3Sum is one of the most important interview problems because it introduces a powerful pattern:
Fix one element and reduce the problem to a smaller known problem.
The key insight is that after fixing one number, the remaining task becomes a 2-Sum problem, which can be solved efficiently using the Two Pointer technique.
Problem Statement
Given an integer array nums, return all unique triplets:
nums[i] + nums[j] + nums[k] = 0
such that:
i != j
i != k
j != k
and no duplicate triplets are allowed.
Brute Force Intuition
Generate every possible triplet using three nested loops.
for(i)
for(j)
for(k)
For each triplet:
- Calculate the sum.
- If sum equals 0, add it to the answer.
- Use a Set to avoid duplicates.
Interview Explanation
The brute force approach generates every possible triplet and checks whether its sum equals zero. Since there are three nested loops, we examine O(n³) combinations, making it inefficient for large inputs.
Complexity
Time : O(n³)
Space : O(number of triplets)

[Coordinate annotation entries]
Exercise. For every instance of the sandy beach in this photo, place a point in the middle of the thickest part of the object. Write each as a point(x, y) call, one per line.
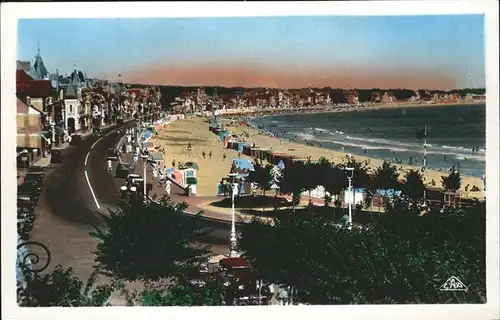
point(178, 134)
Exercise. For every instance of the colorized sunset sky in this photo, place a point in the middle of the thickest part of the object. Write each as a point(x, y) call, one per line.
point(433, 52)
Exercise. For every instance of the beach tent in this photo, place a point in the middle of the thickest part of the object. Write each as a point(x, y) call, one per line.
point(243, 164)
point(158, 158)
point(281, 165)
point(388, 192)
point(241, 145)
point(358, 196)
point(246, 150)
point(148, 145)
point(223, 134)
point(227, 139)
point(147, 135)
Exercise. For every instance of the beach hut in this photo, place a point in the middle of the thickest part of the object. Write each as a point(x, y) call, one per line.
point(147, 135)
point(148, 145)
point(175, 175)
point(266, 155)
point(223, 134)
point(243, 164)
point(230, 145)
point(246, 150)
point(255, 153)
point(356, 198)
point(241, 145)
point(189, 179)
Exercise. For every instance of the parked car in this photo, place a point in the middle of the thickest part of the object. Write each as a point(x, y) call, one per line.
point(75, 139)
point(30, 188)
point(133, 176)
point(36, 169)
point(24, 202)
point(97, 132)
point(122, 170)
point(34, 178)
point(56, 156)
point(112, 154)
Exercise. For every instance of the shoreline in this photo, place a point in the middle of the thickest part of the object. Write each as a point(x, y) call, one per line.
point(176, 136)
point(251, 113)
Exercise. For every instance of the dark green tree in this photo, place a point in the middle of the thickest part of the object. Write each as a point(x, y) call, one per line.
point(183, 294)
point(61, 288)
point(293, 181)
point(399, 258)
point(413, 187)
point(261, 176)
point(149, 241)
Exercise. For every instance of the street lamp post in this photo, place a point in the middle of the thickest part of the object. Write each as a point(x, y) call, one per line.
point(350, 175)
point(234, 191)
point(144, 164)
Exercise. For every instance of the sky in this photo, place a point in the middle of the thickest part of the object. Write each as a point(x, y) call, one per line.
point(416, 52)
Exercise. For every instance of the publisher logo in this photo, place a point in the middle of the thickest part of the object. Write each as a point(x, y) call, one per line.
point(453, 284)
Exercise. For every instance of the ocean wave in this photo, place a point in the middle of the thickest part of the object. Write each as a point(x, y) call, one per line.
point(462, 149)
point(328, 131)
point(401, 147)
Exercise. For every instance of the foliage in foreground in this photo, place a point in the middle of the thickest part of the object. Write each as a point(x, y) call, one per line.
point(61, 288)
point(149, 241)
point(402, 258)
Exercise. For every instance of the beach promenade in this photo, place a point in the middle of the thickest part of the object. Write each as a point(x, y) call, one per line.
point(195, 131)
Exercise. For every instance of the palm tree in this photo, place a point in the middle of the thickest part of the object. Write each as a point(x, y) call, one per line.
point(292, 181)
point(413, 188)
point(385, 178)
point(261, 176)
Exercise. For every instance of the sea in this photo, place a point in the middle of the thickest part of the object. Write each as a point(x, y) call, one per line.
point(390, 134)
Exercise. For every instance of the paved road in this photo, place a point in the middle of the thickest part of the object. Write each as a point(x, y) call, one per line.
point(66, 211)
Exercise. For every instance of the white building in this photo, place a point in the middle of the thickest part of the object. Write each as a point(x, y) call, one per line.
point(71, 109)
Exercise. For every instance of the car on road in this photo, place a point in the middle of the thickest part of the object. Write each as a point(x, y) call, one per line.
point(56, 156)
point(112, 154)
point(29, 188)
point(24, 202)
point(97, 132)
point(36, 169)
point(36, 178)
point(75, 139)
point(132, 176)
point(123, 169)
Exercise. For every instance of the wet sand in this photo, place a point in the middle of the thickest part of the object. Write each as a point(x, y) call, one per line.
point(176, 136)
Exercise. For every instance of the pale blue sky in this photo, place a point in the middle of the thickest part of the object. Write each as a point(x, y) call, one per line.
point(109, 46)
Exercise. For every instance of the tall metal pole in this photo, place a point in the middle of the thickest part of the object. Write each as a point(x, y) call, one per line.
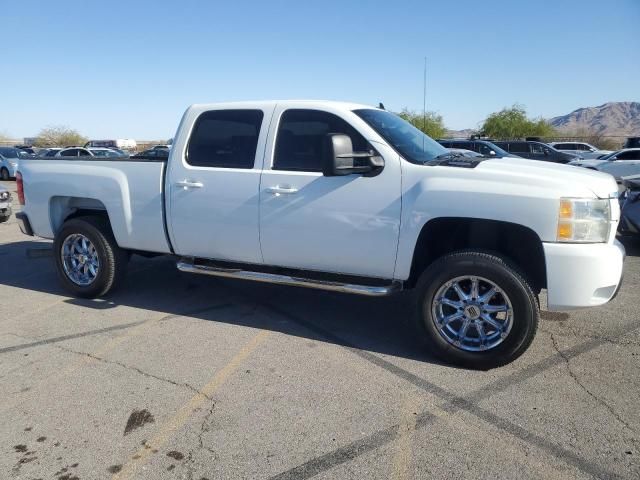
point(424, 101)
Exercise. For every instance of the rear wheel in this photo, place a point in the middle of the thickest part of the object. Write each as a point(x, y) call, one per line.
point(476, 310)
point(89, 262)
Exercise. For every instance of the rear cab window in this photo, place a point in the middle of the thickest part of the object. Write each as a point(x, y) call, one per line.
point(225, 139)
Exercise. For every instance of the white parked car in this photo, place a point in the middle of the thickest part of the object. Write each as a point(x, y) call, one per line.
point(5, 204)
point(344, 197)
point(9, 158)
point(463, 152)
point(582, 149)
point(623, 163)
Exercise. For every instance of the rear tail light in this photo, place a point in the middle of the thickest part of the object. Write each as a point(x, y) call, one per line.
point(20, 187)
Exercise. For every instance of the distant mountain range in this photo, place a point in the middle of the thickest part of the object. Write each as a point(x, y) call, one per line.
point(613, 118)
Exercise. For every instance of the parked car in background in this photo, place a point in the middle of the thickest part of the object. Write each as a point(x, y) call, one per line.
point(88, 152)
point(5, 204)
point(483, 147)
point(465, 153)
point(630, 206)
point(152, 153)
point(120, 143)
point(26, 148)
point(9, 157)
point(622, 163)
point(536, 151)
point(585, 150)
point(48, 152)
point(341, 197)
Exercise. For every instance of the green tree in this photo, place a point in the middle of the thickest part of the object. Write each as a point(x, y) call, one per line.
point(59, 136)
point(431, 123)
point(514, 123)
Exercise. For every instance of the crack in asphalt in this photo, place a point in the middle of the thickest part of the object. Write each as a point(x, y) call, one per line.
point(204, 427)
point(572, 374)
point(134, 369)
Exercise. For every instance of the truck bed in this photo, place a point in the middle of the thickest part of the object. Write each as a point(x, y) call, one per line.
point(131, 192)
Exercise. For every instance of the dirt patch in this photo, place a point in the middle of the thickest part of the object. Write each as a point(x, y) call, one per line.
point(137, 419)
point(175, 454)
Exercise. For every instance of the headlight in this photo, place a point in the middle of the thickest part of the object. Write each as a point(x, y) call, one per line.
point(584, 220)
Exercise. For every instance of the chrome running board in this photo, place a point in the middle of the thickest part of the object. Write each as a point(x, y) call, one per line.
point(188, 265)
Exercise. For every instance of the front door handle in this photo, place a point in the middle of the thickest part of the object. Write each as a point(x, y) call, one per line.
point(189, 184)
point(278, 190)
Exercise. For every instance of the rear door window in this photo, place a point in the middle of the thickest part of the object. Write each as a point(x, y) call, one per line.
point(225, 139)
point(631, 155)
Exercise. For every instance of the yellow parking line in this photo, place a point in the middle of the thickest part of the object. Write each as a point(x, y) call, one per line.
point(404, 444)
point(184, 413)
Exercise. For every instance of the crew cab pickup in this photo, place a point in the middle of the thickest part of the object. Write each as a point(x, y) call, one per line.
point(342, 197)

Direction A:
List the section headings in the 3Sum write-up in the order they appear.
Direction B:
Carry on the 3Sum write-up after its final line.
These rows are separate material, unrelated to the 3Sum write-up.

Exercise output A:
Problem Statement, Brute Force Intuition, Interview Explanation, Complexity

Exercise output B:
Moving Towards the Optimal Solution
Given:
a + b + c = 0
Fix one element:
a = nums[i]
Now we need:
b + c = -a
This becomes a 2-Sum problem.
After sorting the array, we can solve this 2-Sum using Two Pointers.
Key Observation
After sorting:
[-4,-1,-1,0,1,2]
Fix:
-1
Need:
b + c = 1
Use:
left = i + 1;
right = n - 1;
Now:
sum < target -> move left
sum > target -> move right
sum == target -> triplet found
Optimal Approach
Step 1
Sort the array.
Arrays.sort(nums);
Step 2
Fix one element.
for(int i = 0; i < n - 2; i++)
Step 3
Use two pointers.
left = i + 1;
right = n - 1;
Step 4
Check the sum.
nums[i] + nums[left] + nums[right]
Step 5
Skip duplicates from:
- Fixed element
i - Left pointer
- Right pointer
This ensures unique triplets only.
Dry Run
Input
[-4,-1,-1,0,1,2]
i = 1
nums[i] = -1
left = 2
right = 5
Sum
-1 + (-1) + 2 = 0
Triplet:
[-1,-1,2]
Move pointers.
Again
-1 + 0 + 1 = 0
Triplet:
[-1,0,1]
Answer:
[
[-1,-1,2],
[-1,0,1]
]
Optimal Java Solution
class Solution {
public List<List<Integer>> threeSum(int[] nums) {
Arrays.sort(nums);
List<List<Integer>> ans = new ArrayList<>();
int n = nums.length;
for (int i = 0; i < n - 2; i++) {
// Skip duplicate fixed elements
if (i > 0 && nums[i] == nums[i - 1])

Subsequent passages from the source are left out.